──────── Excerpted passage ────────

By eliminating the conventional base frame, there is achieved a mobile storage system that is economic to manufacture and to install, and is able to maximise use of the storage height available between a floor and a ceiling. The positioning of the wheels at the lower ends of the upright members ensures that loading forces are transmitted directly downwardly to the floor, via the wheels and tracks, when present, and adequate strength and rigidity can be ensured without the need for a rigid chassis extending continuously along the full length of the storage assembly.

In a presently preferred construction the wheels are arranged to run on floor mounted tracks, and the at least some of wheels are guided by the tracks for ensuring linear movement of the storage assembly, for example by the wheels being flanged for cooperation with the tracks. Conveniently two wheels are mounted to each upright member with the wheel axes being parallel and spaced apart in the direction of the linear movement of the storage assembly.

The upright members may comprise generally planar panel members which can be formed from sheet metal, the panel members being in a plane parallel to the direction of linear movement. In an especially expedient construction each upright member includes a pair of panels and the wheels are mounted between the panels with peripheral portions protruding beyond the lower edges of the panels. An inverted channel shaped insert of sheet metal can be inserted between the panels at the lower end of each upright and have cut-outs in registration with corresponding cut-outs in the panels for receiving bearing blocks in which stub axles of the drive mechanism are journaled. The drive mechanism may include a stationary rack or chain fixed to the floor, a toothed cog in mesh therewith and a transmission for rotating the cog in response to operation of a driving member such as a hand wheel or an electric motor, the cog being mounted at the lower end of an upright member and being journaled in bearing blocks secured to the upright member.

The toothed cog can be keyed to a stub axle coupled, such as by a sleeve coupling, to one end of a drive transmission rod, the other end of the rod being coupled to a shaft journaled in bearings at the lower end of an adjacent upright member.

The minimum number of upright members included in each storage assembly is two, but preferably there are at least three upright members and possible up to eleven upright members, defining from two to ten storage bays. The drive mechanism, when there are several upright members, can include toothed driving cogs at the lower ends of two of the upright members and engaged with respective stationary racks or chains, the cogs being Cinematically coupled to be driven in unison in operation of the driving mechanism.

────────

_Exercise instructions_
1. According to the mobile storage passage, how many wheels are conveniently mounted to each upright member?
2. Condense the paragraph of the mobile storage passage that begins "In a presently preferred construction" into a short bulleted list that keeps its main facts.

──────── Listed entries ────────

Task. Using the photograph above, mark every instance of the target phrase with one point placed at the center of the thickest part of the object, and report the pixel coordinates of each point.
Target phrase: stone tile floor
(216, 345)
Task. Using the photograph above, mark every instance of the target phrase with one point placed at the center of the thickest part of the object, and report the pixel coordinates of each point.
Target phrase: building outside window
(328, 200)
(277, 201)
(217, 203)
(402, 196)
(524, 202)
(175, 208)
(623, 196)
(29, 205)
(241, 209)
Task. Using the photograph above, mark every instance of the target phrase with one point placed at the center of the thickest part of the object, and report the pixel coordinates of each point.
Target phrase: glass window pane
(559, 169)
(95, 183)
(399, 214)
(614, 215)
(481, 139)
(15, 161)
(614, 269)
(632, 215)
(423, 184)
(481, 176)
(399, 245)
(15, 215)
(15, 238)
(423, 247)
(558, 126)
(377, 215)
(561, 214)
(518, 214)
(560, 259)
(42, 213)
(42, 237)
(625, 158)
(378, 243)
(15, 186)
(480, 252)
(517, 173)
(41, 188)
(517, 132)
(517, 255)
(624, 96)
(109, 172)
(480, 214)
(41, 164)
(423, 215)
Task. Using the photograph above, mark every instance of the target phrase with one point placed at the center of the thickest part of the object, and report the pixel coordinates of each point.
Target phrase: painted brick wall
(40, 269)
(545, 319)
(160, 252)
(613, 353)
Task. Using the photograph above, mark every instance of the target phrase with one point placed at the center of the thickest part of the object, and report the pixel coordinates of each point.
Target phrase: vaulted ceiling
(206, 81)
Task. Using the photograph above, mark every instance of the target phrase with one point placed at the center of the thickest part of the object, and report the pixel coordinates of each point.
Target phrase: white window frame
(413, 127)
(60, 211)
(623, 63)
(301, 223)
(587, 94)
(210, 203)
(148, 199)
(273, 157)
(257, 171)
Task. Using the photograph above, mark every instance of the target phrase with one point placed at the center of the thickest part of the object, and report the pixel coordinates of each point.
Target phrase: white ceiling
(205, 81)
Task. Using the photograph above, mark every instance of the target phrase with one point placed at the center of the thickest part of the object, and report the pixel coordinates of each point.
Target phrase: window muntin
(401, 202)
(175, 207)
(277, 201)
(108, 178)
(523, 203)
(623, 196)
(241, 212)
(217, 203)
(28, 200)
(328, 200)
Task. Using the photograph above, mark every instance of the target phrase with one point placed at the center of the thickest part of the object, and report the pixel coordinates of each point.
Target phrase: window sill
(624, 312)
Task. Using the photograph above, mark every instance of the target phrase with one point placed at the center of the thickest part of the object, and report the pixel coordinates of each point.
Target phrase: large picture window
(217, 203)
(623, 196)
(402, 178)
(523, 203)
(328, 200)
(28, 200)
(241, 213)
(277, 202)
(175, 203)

────────

_Answer list_
1. Two wheels are mounted to each upright member.

2.
- The wheels run on tracks mounted to the floor.
- At least some wheels are guided by the tracks so the storage assembly moves in a straight line, for example by being flanged to cooperate with the tracks.
- Two wheels are conveniently mounted to each upright member.
- Their axes are parallel and spaced apart in the direction of the assembly's linear movement.